++++ Document

Mais ouvrons d’abord une parenthèse instructive : (Presque au même moment à Douala, un autre groupe de réflexions s’est constitué autour de Maître Yondo Black avec des aspirations similaires. Deux membres du « Study Group 89 », les avocats Albert Mukong et Vincent Feko, participèrent à leur démarche. Parmi les autres animateurs des cercles engagés, on citait volontiers le Pr. Jean-Michel Tékam (depuis la France), M. Anicet Ekanè, le Pr. Charly Gabriel Mbock et même Marie B. Evembe et M. François Sengat Kuo, cadre du RDPC, etc.. Le 19 février 1990, la police camerounaise effectua une perquisition à l’Etude et au domicile de Me. Yondo. Elle y trouva le document recherché qui s’intitulait : « Coordination nationale pour la démocratie et le multipartisme. » Il faut préciser que des jours auparavant, une copie de ce document avait été oubliée dans l’ordinateur de bureau d’un certain M. Banini, qui le fit parvenir à M. Luc Loé, alors à la tête de la Délégation Générale à la Sureté Nationale. Le système autocratique camerounais en vigueur considérait un tel acte comme un crime grave ! N’eut été le contexte international qui venait de connaître un profond bouleversement sociopolitique avec la dislocation du « Bloc soviétique » à l’Est de l’Europe, après la chute du Mur de Berlin en novembre 1989, ce projet de « création de parti politique » aurait sans doute été le chef d’accusation de Me Yondo Black et de celui de ses neuf partenaires (dont Albert Mukong, Vincent Feko, Anicet Ekanè, Henriette Ekwé, Francis Kwa Moutomè, Djon Djon, etc.), au tribunal militaire de Yaoundé. Heureusement donc, le vent de liberté qui soufflait à l’Est de l’Europe avait atteint les pays du sud du Sahara. Les condamnations, entre 3 et 5 ans, furent prononcées à leur encontre avec « subversion » comme principal motif.

Le procès dit Yondo et compagnies fédéra dans une mythique de revendications sociopolitiques la majorité des Camerounais qui apprécièrent ce réveil politique brutal, ce sursaut patriotique).

++++++++

Objectifs:
**A.** Recopiez à l'identique, dans l'extrait sur l'affaire Yondo Black, tout le passage allant de « Le procès dit » jusqu'à « ce sursaut patriotique). ».
**B.** Résumez en deux phrases l'extrait sur l'affaire Yondo Black.
**C.** Poursuivez l'extrait sur l'affaire Yondo Black à partir de sa dernière phrase.

++++ Ensemble d'enregistrements

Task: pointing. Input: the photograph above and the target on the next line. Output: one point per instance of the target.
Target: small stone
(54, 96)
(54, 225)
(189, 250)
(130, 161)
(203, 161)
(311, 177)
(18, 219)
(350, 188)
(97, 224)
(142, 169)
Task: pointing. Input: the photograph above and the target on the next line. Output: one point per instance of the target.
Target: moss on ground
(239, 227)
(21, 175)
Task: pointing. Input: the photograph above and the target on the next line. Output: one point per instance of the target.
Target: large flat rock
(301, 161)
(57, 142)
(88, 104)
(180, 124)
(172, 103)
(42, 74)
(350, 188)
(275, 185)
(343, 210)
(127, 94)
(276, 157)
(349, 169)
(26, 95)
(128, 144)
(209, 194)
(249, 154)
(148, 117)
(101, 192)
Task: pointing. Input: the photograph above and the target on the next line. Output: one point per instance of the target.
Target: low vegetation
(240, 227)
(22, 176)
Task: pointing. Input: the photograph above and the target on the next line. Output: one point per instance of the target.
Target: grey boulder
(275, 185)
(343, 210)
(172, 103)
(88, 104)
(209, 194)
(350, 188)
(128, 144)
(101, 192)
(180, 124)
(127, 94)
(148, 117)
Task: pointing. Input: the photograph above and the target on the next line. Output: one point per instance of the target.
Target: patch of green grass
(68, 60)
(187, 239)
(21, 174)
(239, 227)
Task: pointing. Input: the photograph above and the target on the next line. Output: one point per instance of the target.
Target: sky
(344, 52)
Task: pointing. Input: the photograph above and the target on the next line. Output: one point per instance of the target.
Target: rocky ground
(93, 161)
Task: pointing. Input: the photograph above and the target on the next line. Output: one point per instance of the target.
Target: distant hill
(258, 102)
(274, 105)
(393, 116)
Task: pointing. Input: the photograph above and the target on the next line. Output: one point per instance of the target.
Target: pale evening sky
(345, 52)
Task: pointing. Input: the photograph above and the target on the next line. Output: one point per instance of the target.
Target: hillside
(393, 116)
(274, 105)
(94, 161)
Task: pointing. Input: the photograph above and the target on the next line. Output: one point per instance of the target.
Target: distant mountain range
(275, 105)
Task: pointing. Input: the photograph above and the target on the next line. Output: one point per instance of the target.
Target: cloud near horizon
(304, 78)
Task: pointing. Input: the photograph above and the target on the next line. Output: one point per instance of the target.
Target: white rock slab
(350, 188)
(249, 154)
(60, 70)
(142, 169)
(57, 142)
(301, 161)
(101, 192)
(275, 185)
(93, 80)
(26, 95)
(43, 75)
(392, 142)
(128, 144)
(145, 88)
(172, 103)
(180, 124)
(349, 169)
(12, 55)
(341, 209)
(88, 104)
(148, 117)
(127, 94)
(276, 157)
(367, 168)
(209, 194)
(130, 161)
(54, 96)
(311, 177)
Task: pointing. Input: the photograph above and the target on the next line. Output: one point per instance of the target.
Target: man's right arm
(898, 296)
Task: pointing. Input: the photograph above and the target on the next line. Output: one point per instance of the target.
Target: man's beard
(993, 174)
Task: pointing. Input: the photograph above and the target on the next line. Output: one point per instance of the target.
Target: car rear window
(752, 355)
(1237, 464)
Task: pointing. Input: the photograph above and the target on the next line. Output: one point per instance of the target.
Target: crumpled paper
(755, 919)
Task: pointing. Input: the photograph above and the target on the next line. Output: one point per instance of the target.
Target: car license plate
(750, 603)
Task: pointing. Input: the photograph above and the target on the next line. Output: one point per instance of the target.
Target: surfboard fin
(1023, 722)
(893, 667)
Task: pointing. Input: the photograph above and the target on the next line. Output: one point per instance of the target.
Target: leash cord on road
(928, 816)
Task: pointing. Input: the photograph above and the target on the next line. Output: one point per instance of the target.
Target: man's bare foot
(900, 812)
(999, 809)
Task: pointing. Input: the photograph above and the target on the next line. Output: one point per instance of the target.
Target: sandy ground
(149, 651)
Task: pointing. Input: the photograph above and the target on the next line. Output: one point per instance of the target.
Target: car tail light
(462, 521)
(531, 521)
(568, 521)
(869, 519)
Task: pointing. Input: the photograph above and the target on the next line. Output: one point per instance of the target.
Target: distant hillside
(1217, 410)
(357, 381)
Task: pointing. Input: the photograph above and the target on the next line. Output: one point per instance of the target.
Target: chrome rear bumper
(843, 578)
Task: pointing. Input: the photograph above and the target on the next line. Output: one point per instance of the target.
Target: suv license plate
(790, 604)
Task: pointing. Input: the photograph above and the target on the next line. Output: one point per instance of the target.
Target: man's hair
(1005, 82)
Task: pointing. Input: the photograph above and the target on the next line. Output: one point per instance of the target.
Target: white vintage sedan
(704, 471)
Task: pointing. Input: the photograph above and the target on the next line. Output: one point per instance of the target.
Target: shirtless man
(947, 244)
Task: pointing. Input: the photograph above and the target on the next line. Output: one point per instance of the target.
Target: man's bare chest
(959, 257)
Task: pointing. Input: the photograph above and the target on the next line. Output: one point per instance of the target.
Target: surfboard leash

++++++++

Réponses par tâche:
**A.**
Le procès dit Yondo et compagnies fédéra dans une mythique de revendications sociopolitiques la majorité des Camerounais qui apprécièrent ce réveil politique brutal, ce sursaut patriotique).

**B.** Le 19 février 1990, la police camerounaise perquisitionna l'Étude et le domicile de Me Yondo Black, où elle trouva un document intitulé « Coordination nationale pour la démocratie et le multipartisme ». En raison du bouleversement international qui suivit la chute du Mur de Berlin, Me Yondo Black et ses neuf partenaires furent condamnés par le tribunal militaire de Yaoundé à des peines de 3 à 5 ans pour « subversion » plutôt que pour un projet de création de parti politique, et ce procès fédéra la majorité des Camerounais autour de revendications sociopolitiques.

**C.**
En refermant cette petite parenthèse, nous avançons l’hypothèse selon laquelle c’est cet épisode Yondo Black et al. qui activa la sortie dans l’ombre du « Study Group 89. » Ce cercle adhéra aux idéaux du Social Democratic Front et les principaux animateurs en devenaient les pères fondateurs ou « Founding fathers  », concepteurs des statuts du parti. Pour acheminement au Ministère de l’Administration territoriale, lesdits statuts furent déposés à la préfecture de Bamenda le 16 mars 1990 par John Fu Ndi, accompagné de son parrain, le Dr. Siga Assanga, premier Secrétaire national du parti. Un peu plus de deux mois plus tard, le parti fut lancé le 26 mai 1990 dès 14h, baptisé par tous les médias nationaux et internationaux : « journée de tous les dangers. » On connaît la suite.

Le péché originel des pères fondateurs.

Comment ne pas remarquer cependant que dès la fondation du SDF, le ver était dans le fruit. Car on ne peut rien construire de solide dans la peur. C’est en remettant le pouvoir d’une si noble cause entre les mains d’un homme irritable et aussi colérique que vindicatif que les « founding fathers » ont commis la faute fatale. Ce péché originel allait être destructeur pour le SDF, toujours entre les mains de son gourou depuis 21 ans, le seul cadre du SDF qui n’envisage toujours pas de céder son poste au sommet du parti. Il aura vu défiler 4 secrétaires nationaux (Siga Assaga, Samuel Tchuenko, Assonganyi, Ndobegang - par intérim-, Elisabeth Tamandjong) autant de premiers vice-présidents (Souleymane, Saidou Madaïdi Yaya, Pierre Kwemo, Josuah Osih), au moins autant de présidents de chacune des dix régions (5 dans l’Adamaoua) ainsi que autant de maires des communes parmi les 363 que compte le pays, etc. La plupart sont des exclus ou auto-exclus (démis) par John Fru Ndi, sur base du fameux article 8, alinéa 3 des statuts du parti qui ne s’applique jamais sur la personne du gourou mais bien sur les autres responsables du parti peu disposés à être ses lèche-bottes. Ainsi saigné de ses stratèges, le SDF est aujourd’hui en déconfiture. Entre stratégie de participation ou de boycott des élections, d'année en année le parti de la balance hésite. Une des conséquences en est justement la perte de son poids électoral. Son septuagénaire président, tantôt radical tantôt amical envers son meilleur ennemi Paul Biya qui achète occasionnellement son silence, joue aussi à l'âne de Buridan. On connait la tragédie de cet âne imbécile, à la fois assoiffé et affamé, au milieu d'un seau d'eau et d'un picotin d'avoine, mais qui se laisse mourir à force d'hésiter par quoi commencer.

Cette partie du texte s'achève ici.